• [Kutipan Teks]
——

"Demikian juga kamu, hai isteri-isteri, tunduklah kepada suamimu, supaya jika ada di antara mereka yang tidak taat kepada Firman, mereka juga tanpa perkataan dimenangkan oleh kelakuan isterinya,demikian juga kamu, hai suami-suami, hiduplah bijaksana dengan isterimu, sebagai kaum yang lebih lemah! Hormatilah mereka sebagai teman pewaris dari kasih karunia, yaitu kehidupan, supaya doamu jangan terhalang"
(I Petrus 3:1-7)
(I Petrus 3:1-7)
I. Pengantar
Bagaimanakah sikap yang patut dalam keluarga Kristen ?
Masyarakat kuno menempatkan kaum ibu dan hamba menjadi golongan yang sama yakni : kelas bawahan. Seruan "ketaatan" secara khusus ditujukan oleh Petrus kepada "isteri". Sekalipun agama Kristen telah mengangkat kedudukan golongan lemah ini (hamba dan perempuan) sama dihadapan Tuhan. Suami-isteri adalah mitra sejajar, teman pewaris dalam kerajaan Allah, namun Petrus masih mempertahankan tradisi lama bahwa "isteri" harus mempertahankan pengabdian kepada suami, sebagaimana telah ditetapkan oleh Allah. Hal ini menjadi nyata dalam kelemahan badan dan dilukiskan dalam contoh Sara. Wanita Kristen zaman itu ada yang bersuamikan orang yang tidak percaya kepada Kristus, dan Petrus menekankan betapa pentingnya seperti Kritus, supaya dengan demikian mereka di menangkan. Akhirnya perkawinan dijunjung sampai tingkat tertinggi oleh himbauan kepada suami supaya mengindahkan isteri dengan penuh perhatian dan penghargaan atas dasar iman mereka bersama.
II. Penjelasan.
Harapan Petrus adalah supaya semua Keluarga Kristen Hidup Rukun.
Tujuan semuanya ini adalah menjadikan suatu wadah persekutuan doa. Namun ada hal-hal yang tidak bisa terpisahkan dari kehidupan wanita sejak zaman kuno, bahwa golongan istri senang dandan dan memakai perhiasan. Untuk semuanya itu memerlukan waktu dan tenaga termasuk "dana"(pemborosan penghasilan keluarga) untuk kepentingan merias diri. Pada hal Allah mengharapkan keindahan budi pekertilah yang harus diutamakan . Pada zaman kuno ada berbagai macam perhiasan yang sering digunakan baik yang terbuat dari emas dan tembikar demikian juga yang terbuat dari permata dan batu-batu yang mahal, misalnya anting-anting, kalung, gelang (tangan dan kaki) begitu juga dengan perhiasan kepala.

——

• [Data]

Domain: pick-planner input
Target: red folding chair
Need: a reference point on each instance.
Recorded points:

——

• [Tugas Tertulis A] Sebutkan semua contoh perhiasan zaman kuno yang disebut dalam kutipan teks.
• [Tugas Tertulis B] Menurut kutipan teks, apa harapan Petrus bagi keluarga Kristen?
• [Tugas Tertulis C] Ringkaslah kutipan teks dalam dua kalimat.

• [Jawaban Tugas A] Anting-anting, kalung, gelang (tangan dan kaki), dan perhiasan kepala.

• [Jawaban Tugas B] Supaya semua keluarga Kristen hidup rukun.

• [Jawaban Tugas C] Dalam I Petrus 3:1-7, isteri diminta tunduk kepada suaminya supaya suami yang tidak taat kepada Firman dimenangkan oleh kelakuan isterinya, sedangkan suami diminta hidup bijaksana dengan isterinya dan menghormatinya sebagai teman pewaris kasih karunia. Harapan Petrus adalah supaya semua keluarga Kristen hidup rukun sebagai wadah persekutuan doa, dan meskipun sejak zaman kuno isteri senang berdandan dan memakai perhiasan, Allah mengharapkan keindahan budi pekerti yang diutamakan.